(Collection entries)
+--

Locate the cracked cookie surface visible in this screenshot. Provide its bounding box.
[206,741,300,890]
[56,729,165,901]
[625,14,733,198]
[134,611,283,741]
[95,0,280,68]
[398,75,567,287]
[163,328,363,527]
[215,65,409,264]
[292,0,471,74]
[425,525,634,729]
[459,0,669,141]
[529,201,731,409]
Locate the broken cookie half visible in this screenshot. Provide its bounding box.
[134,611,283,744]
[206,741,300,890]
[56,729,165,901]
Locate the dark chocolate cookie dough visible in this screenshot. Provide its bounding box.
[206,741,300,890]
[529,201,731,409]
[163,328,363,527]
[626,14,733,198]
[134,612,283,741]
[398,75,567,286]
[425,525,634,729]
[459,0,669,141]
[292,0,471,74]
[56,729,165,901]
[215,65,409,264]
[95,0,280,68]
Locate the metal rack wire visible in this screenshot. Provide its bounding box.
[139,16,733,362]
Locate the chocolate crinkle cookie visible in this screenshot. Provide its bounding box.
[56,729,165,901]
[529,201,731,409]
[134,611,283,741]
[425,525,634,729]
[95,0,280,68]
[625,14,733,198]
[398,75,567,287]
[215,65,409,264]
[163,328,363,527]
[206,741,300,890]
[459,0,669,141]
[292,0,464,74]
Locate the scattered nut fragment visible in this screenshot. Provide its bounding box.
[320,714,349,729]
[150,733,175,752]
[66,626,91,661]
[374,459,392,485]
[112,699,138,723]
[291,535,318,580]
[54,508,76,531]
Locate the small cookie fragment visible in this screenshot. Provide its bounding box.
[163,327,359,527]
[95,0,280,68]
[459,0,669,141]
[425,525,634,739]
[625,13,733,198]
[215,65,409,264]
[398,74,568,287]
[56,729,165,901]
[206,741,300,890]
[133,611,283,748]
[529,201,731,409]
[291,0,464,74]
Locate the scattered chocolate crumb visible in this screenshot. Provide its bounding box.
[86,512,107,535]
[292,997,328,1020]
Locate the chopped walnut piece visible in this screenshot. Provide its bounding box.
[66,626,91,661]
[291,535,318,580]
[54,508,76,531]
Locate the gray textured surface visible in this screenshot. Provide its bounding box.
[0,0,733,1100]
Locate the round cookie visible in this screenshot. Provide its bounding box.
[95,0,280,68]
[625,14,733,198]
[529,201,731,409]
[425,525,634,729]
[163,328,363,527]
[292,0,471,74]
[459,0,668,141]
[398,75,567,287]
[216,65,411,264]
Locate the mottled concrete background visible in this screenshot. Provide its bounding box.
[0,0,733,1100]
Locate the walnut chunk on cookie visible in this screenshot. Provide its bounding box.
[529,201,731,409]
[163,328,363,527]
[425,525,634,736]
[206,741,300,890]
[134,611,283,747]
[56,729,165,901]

+--

Reproduce all of the entries above verbatim, from the first line to the last.

[EXERCISE RESULT]
Locate the cracked cookie surface visible in this screenshot. Provide its bounding box.
[206,741,300,890]
[56,729,165,901]
[625,14,733,198]
[134,611,283,741]
[95,0,280,68]
[398,75,567,287]
[163,328,363,527]
[215,65,409,264]
[292,0,471,74]
[425,525,634,729]
[459,0,669,141]
[529,201,731,409]
Locate the broken cookie half visible in this screenshot. Provide its bounding box.
[134,611,283,744]
[206,741,300,890]
[56,729,165,901]
Locate the dark chocolate cookie dough visible in this screenshot. Provide its bounding box.
[206,741,300,890]
[529,201,731,409]
[163,328,363,527]
[626,14,733,198]
[134,612,283,741]
[398,75,567,286]
[425,525,634,729]
[459,0,669,141]
[292,0,471,74]
[56,729,165,901]
[215,65,409,264]
[95,0,280,68]
Locate the metal rack wire visible in this screenshot. Provide its bounding box.
[139,16,733,362]
Locate the chocolate crinkle cookie visible in this screenshot. Provide its bounding box.
[56,729,165,901]
[529,201,731,409]
[134,611,283,741]
[425,525,634,729]
[95,0,280,68]
[625,14,733,198]
[398,75,567,287]
[215,65,409,264]
[163,328,363,527]
[206,741,300,890]
[459,0,669,141]
[292,0,464,74]
Locate the scattered nut fragment visible in this screenshot. Provide its bounding box.
[320,714,349,729]
[150,733,175,752]
[66,626,91,661]
[374,459,392,485]
[112,699,138,723]
[291,535,318,580]
[54,508,76,531]
Locate the small cookie fragment visible in this screenshot. Provide its bounding box.
[163,327,359,527]
[95,0,280,68]
[459,0,669,141]
[425,525,634,739]
[625,13,733,198]
[215,65,409,264]
[398,74,568,287]
[56,729,165,901]
[206,741,300,890]
[133,611,283,748]
[529,201,731,409]
[291,0,464,74]
Locate the scattered chocolate crumb visible in this screenshot. Provide its bounding box.
[86,512,107,535]
[292,997,328,1020]
Locate the chopped walnut piece visible in this screenshot. Provide its bounding box.
[66,626,91,661]
[291,535,318,580]
[54,508,76,531]
Locate the gray textured surface visible in this screenshot. Provide its bounding box.
[0,0,733,1100]
Locate the round cookie visible in this screenshot. Provide its bounding box.
[95,0,280,68]
[625,14,733,198]
[529,201,731,409]
[425,525,634,729]
[163,328,363,527]
[292,0,471,74]
[459,0,668,141]
[398,75,567,287]
[216,65,411,264]
Locate the mottled concrete background visible in this screenshot. Provide its bounding box.
[0,0,733,1100]
Locate the walnut chunk on cookie visible in this screenshot. Provide its bounding box.
[529,201,731,409]
[163,328,363,527]
[425,525,634,736]
[206,741,300,890]
[134,611,283,747]
[56,729,165,901]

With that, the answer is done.